# Set exercise
Rewrite all the records below as a numbered list, one line per item. Skip blank lines and leave out the pictures.

# Information supplied
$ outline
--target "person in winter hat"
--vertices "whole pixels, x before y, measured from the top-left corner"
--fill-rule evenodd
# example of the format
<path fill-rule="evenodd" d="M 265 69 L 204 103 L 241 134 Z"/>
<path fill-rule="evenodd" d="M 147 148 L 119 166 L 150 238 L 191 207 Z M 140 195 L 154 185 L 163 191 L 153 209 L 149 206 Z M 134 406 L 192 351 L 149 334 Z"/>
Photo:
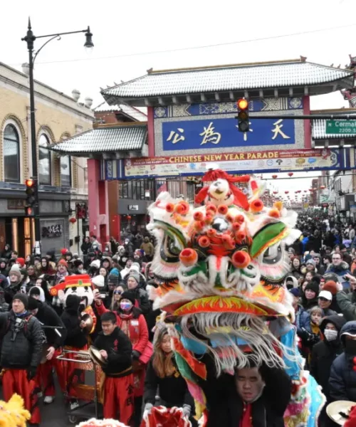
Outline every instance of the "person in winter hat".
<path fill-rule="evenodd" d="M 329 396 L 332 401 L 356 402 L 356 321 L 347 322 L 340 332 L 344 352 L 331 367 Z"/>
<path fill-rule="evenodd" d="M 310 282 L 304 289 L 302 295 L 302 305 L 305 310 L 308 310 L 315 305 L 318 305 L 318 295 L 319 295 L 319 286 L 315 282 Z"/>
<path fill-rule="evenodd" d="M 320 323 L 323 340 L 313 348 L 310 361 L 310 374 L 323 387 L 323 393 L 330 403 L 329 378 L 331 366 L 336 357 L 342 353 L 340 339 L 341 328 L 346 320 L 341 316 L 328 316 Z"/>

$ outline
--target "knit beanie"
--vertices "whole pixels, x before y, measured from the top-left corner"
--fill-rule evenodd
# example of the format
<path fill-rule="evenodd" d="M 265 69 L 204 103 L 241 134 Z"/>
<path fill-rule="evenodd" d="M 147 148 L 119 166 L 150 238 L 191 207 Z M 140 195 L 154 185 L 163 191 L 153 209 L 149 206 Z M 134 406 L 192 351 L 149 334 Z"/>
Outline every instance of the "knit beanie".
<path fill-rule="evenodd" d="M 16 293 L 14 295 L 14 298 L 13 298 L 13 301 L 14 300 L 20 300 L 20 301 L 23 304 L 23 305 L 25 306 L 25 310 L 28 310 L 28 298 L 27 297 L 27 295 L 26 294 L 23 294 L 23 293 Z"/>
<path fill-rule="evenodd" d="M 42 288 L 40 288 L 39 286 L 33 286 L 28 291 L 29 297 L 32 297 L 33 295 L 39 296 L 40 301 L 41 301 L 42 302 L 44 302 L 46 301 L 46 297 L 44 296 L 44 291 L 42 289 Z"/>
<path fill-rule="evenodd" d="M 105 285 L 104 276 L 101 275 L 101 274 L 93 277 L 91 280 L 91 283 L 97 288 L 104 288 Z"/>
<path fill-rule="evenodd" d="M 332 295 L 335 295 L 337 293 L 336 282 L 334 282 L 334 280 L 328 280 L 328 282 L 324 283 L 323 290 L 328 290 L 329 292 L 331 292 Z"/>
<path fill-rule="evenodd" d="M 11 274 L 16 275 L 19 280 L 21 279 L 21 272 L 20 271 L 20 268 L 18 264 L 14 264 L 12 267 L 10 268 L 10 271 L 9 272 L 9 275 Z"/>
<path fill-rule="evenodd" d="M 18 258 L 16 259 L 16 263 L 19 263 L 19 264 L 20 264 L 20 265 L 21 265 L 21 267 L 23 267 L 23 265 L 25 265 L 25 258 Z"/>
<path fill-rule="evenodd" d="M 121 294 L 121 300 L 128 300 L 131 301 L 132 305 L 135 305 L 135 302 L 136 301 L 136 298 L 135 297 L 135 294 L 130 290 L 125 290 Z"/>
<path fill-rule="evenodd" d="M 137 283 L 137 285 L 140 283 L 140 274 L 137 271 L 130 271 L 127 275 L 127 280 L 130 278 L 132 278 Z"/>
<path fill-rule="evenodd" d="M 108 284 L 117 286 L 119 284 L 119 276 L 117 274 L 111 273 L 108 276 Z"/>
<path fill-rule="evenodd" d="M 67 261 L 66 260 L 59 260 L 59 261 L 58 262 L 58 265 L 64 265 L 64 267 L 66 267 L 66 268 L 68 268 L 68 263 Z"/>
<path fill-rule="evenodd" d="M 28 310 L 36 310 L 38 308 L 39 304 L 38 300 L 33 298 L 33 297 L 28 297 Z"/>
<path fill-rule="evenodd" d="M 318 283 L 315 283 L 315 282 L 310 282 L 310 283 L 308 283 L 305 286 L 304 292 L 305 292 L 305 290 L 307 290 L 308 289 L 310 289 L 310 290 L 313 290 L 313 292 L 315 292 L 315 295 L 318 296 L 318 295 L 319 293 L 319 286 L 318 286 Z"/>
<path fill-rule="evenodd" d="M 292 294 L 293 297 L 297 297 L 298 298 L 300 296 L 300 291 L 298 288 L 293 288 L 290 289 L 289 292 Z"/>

# Task result
1. $ outline
2. --target "person in winter hat"
3. --vertices "whole pixels, x before y, measured from the top-left corner"
4. --fill-rule evenodd
5. # example of the format
6. <path fill-rule="evenodd" d="M 265 69 L 204 103 L 241 134 Z"/>
7. <path fill-rule="evenodd" d="M 147 148 L 119 166 L 150 238 L 191 207 Z M 140 195 L 154 185 L 163 191 L 153 209 L 149 206 Z M 134 406 L 192 351 L 149 334 Z"/>
8. Photo:
9. Outline every instance of the "person in winter hat".
10. <path fill-rule="evenodd" d="M 329 396 L 332 401 L 356 402 L 356 321 L 347 322 L 340 332 L 344 352 L 331 367 Z"/>
11. <path fill-rule="evenodd" d="M 310 282 L 304 289 L 302 295 L 302 305 L 305 310 L 308 310 L 315 305 L 318 305 L 318 295 L 319 295 L 319 286 L 315 282 Z"/>
12. <path fill-rule="evenodd" d="M 320 323 L 323 340 L 313 348 L 310 361 L 310 374 L 323 387 L 323 393 L 330 403 L 329 378 L 331 366 L 336 357 L 342 353 L 340 339 L 341 328 L 346 320 L 341 316 L 328 316 Z"/>
13. $ outline
14. --target "knit beanie"
15. --vertices "whole pixels, x before y, measured from the top-left corner"
16. --fill-rule evenodd
17. # example of the format
18. <path fill-rule="evenodd" d="M 265 69 L 204 103 L 241 134 Z"/>
19. <path fill-rule="evenodd" d="M 147 148 L 119 166 L 150 238 L 191 207 Z M 140 195 L 154 185 L 163 191 L 153 209 L 149 206 Z M 134 406 L 192 351 L 149 334 Z"/>
20. Outline every instance of the "knit beanie".
21. <path fill-rule="evenodd" d="M 16 293 L 14 295 L 14 298 L 13 298 L 13 301 L 14 300 L 20 300 L 20 301 L 23 304 L 23 305 L 25 306 L 25 310 L 28 310 L 28 298 L 27 297 L 27 295 L 26 294 L 23 294 L 23 293 Z"/>
22. <path fill-rule="evenodd" d="M 42 288 L 40 288 L 39 286 L 33 286 L 28 291 L 29 297 L 32 297 L 33 295 L 39 296 L 40 301 L 41 301 L 42 302 L 44 302 L 46 301 L 46 297 L 44 296 L 44 291 L 42 289 Z"/>
23. <path fill-rule="evenodd" d="M 105 285 L 104 276 L 101 275 L 101 274 L 93 277 L 91 280 L 91 283 L 97 288 L 104 288 Z"/>
24. <path fill-rule="evenodd" d="M 332 295 L 335 295 L 337 293 L 336 282 L 334 282 L 334 280 L 328 280 L 328 282 L 324 283 L 323 290 L 328 290 L 329 292 L 331 292 Z"/>
25. <path fill-rule="evenodd" d="M 11 274 L 16 275 L 19 280 L 21 279 L 21 272 L 20 271 L 20 268 L 18 264 L 14 264 L 12 267 L 10 268 L 10 271 L 9 272 L 9 275 Z"/>
26. <path fill-rule="evenodd" d="M 18 258 L 16 259 L 16 263 L 19 263 L 19 264 L 20 264 L 20 265 L 21 265 L 21 267 L 23 267 L 23 265 L 25 265 L 25 258 Z"/>
27. <path fill-rule="evenodd" d="M 121 294 L 121 300 L 128 300 L 131 301 L 132 305 L 135 305 L 135 302 L 136 301 L 136 298 L 135 297 L 135 294 L 130 290 L 125 290 Z"/>
28. <path fill-rule="evenodd" d="M 137 283 L 137 285 L 140 283 L 140 274 L 137 271 L 130 271 L 127 275 L 127 280 L 130 278 L 132 278 Z"/>
29. <path fill-rule="evenodd" d="M 108 284 L 117 286 L 119 284 L 119 276 L 117 274 L 111 273 L 108 276 Z"/>
30. <path fill-rule="evenodd" d="M 67 261 L 66 260 L 59 260 L 59 261 L 58 262 L 58 265 L 64 265 L 64 267 L 66 267 L 66 268 L 68 268 L 68 263 Z"/>
31. <path fill-rule="evenodd" d="M 28 310 L 36 310 L 38 308 L 39 304 L 38 300 L 33 298 L 33 297 L 28 297 Z"/>
32. <path fill-rule="evenodd" d="M 318 283 L 315 283 L 315 282 L 310 282 L 310 283 L 308 283 L 305 286 L 304 292 L 305 292 L 305 290 L 307 290 L 308 289 L 310 289 L 310 290 L 313 290 L 313 292 L 315 292 L 315 295 L 318 296 L 318 295 L 319 293 L 319 286 L 318 286 Z"/>
33. <path fill-rule="evenodd" d="M 292 294 L 293 297 L 297 297 L 298 298 L 300 296 L 300 291 L 298 288 L 293 288 L 290 289 L 289 292 Z"/>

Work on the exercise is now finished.